-- Selected excerpt --
Chicago with alternate date formats (day month year)

I'm working with a small publisher who uses a modified Chicago format. It's basically the same as the Chicago full note with bibliography. However, the publisher requires that the dates be in a day month year format (10 May 1892). The zotero citation style doesn't do this. Even if I input it in the publisher's format, it comes out Month Day, Year (May 10, 1892). Can I change this? Or, is there another citation style that has already made this change?

Also, I need to stop zotero from automatically populating the date field with "n.d." if nothing is input. I have many, many sources where the date is included in the title, and it is incongruent to have the title with a date with n.d. next to it (e.g. Minutes, 5 May 1897, n.d.) If I put the date in the date field rather than the title, my subsequent references comes up as "Minutes." Since I have dozens of minutes on different dates, the citations become indistinguishable from another.

Any suggestions?

-- Dataset content --
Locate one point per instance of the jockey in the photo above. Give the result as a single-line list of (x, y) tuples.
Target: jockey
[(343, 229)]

-- The request --
Continue the forum post about getting Zotero's Chicago style to use day-month-year dates from where it ends.

-- The output --
  • I can really only point you hear:
    http://www.zotero.org/support/dev/citation_styles/style_editing_step-by-step
    CMoS is a rather complex style and small edits are often not trivial. There is no manual way outside of the citation style to override those settings.

    You can, btw. determine the short title of an item by changing the content of the "Short Title" field towards the bottom.
  • Thanks. I'll try changing the short title for my "Minutes" citations.

    I looked at the style-editing step-by-step, and it seems a little daunting. Do you know if any of the other default journal styles have the alternate date format? How would I find out? Do I have to download them all and just test it?
  • you can hove over the styles in the repo - many of them will display at least one full date. I can't tell you if any style has that date format (and then - if that style would fit your needs otherwise) - I would think there's likely to be at least one style with the date format, though.
  • Hello Adam

    I'm near to finishing a customized Chicago style. One more thing: the date should show as day-month-year, rather than month-day-year. In Franks Visual CSL editor, the "date-parts" does not give this option. I can choose between "year-month-day", "year-month" and "year". Since it nevertheless comes out as "month-day-year", I kind of got the feeling that this is not a CSL kind of thing to solve.

    A forum search pointed out it is a locale thing, picked up by the citeproc. One thread ended in the following instructions in the Zotero Standalone: Edit > Preferences > Advanced > Config Editor > I accept the risk! > "intl.locale.matchOS" to false and "general.useragent.locale" to en-GB.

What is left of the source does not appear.